> _Extrait_
══════
La Banque du Canada maintient son taux directeur inchangé à 2,75 % dans son annonce de juillet 2025
L’ambiguïté entourant le commerce mondial pousse la Banque du Canada à rester sur les lignes de côté, ce qui signifie peu de répit en matière de taux d’intérêt pour les emprunteurs.
La banque centrale a décidé, dans son annonce du 30 juillet, de maintenir pour une troisième fois consécutive son taux cible du financement à un jour – qui sert de référence pour les prêts – à 2,75 %, soit le niveau où il se situe depuis mars. En conséquence, le taux préférentiel utilisé par les prêteurs canadiens restera à 4,95 %. Les taux hypothécaires variables, qui sont fixés à un pourcentage au-dessus ou en dessous du taux préférentiel, resteront eux aussi inchangés.
L’absence de changement de la Banque ne surprend pas les économistes; le maintien des taux était attendu après la publication de chiffres de l’inflation en juin meilleurs que prévu. Il s’agit d’un facteur clé pour la Banque du Canada lorsqu’elle établit sa stratégie en matière de taux, puisqu’elle utilise son taux de financement à un jour comme levier pour contrôler l’inflation : elle augmente les taux quand l’inflation est trop élevée et les réduit lorsque l’économie a besoin d’être stimulée.
« Dans ce contexte où l’incertitude reste élevée, où l’économie canadienne montre une certaine résilience et où des pressions sur l’inflation sous-jacente subsistent, le Conseil de direction a décidé de laisser le taux directeur inchangé », peut-on lire dans le communiqué de presse accompagnant la décision de la Banque.
La Banque du Canada a souligné à quel point les perspectives économiques demeurent incertaines, tout en affirmant qu’elle est prête à réagir à tout impact économique, y compris en réduisant les taux.
« Nous continuerons d’analyser l’évolution et la force des pressions sur l’inflation – celles à la baisse dues à l’affaiblissement de l’économie et celles à la hausse découlant de la montée des coûts attribuable aux droits de douane et à la réorganisation du commerce, indique le communiqué. Si l’affaiblissement de l’économie fait peser des pressions à la baisse supplémentaires sur l’inflation et que les pressions à la hausse sur les prix dues aux perturbations commerciales sont contenues, une réduction du taux directeur pourrait être nécessaire. »
Dans l’ensemble, la Banque prévoit que l’inflation demeurera proche de sa cible de 2 % jusqu’en 2027, mais elle demeure vulnérable à tout effet haussier que les droits de douane pourraient avoir sur les prix à la consommation.
De nouvelles baisses de taux sont-elles à prévoir?
Dans l’état actuel des choses, la Banque a peu de raisons de stimuler davantage l’économie par une baisse des taux. Même si les menaces tarifaires demeurent une préoccupation majeure, un sondage mené par la Banque du Canada au deuxième trimestre a révélé que les entreprises résistent mieux que prévu à la guerre commerciale, « les scénarios les plus pessimistes envisagés par les entreprises le trimestre précédent étant maintenant jugés moins probables ». Un sondage similaire mené auprès des consommateurs a montré que, bien que les ménages fassent preuve de prudence et craignent de perdre leur emploi, leurs attentes en matière d’inflation commencent à diminuer.
══════
> _Extraits des entrées_
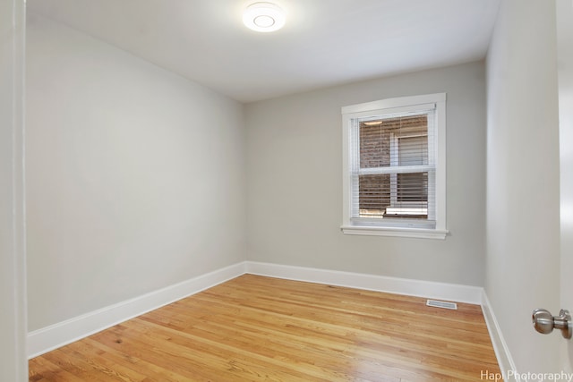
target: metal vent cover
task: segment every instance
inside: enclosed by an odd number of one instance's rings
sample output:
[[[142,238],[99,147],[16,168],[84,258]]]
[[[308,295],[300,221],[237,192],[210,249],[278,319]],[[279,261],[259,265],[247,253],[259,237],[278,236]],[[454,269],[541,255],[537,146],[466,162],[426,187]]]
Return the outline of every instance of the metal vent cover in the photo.
[[[440,301],[438,300],[428,300],[426,301],[426,305],[434,308],[450,309],[452,310],[458,310],[458,304],[456,302]]]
══════
> _Exercices_
a) Recopiez un passage de l’article sur le taux directeur, en partant des mots « La banque centrale » et en terminant après « eux aussi inchangés. ».
b) Pour chaque affirmation, dites si elle concorde avec l’article sur le taux directeur, par oui ou par non, en citant les mots décisifs du texte : (i) Le taux préférentiel des prêteurs canadiens restera à 4,95 %. (ii) La décision de la Banque a surpris les économistes. (iii) La Banque prévoit que l’inflation restera proche de sa cible de 2 % jusqu’en 2027.

> _Réponses_
a)
La banque centrale a décidé, dans son annonce du 30 juillet, de maintenir pour une troisième fois consécutive son taux cible du financement à un jour – qui sert de référence pour les prêts – à 2,75 %, soit le niveau où il se situe depuis mars. En conséquence, le taux préférentiel utilisé par les prêteurs canadiens restera à 4,95 %. Les taux hypothécaires variables, qui sont fixés à un pourcentage au-dessus ou en dessous du taux préférentiel, resteront eux aussi inchangés.

b)
(i) Oui : « le taux préférentiel utilisé par les prêteurs canadiens restera à 4,95 % ».
(ii) Non : « L’absence de changement de la Banque ne surprend pas les économistes ».
(iii) Oui : « la Banque prévoit que l’inflation demeurera proche de sa cible de 2 % jusqu’en 2027 ».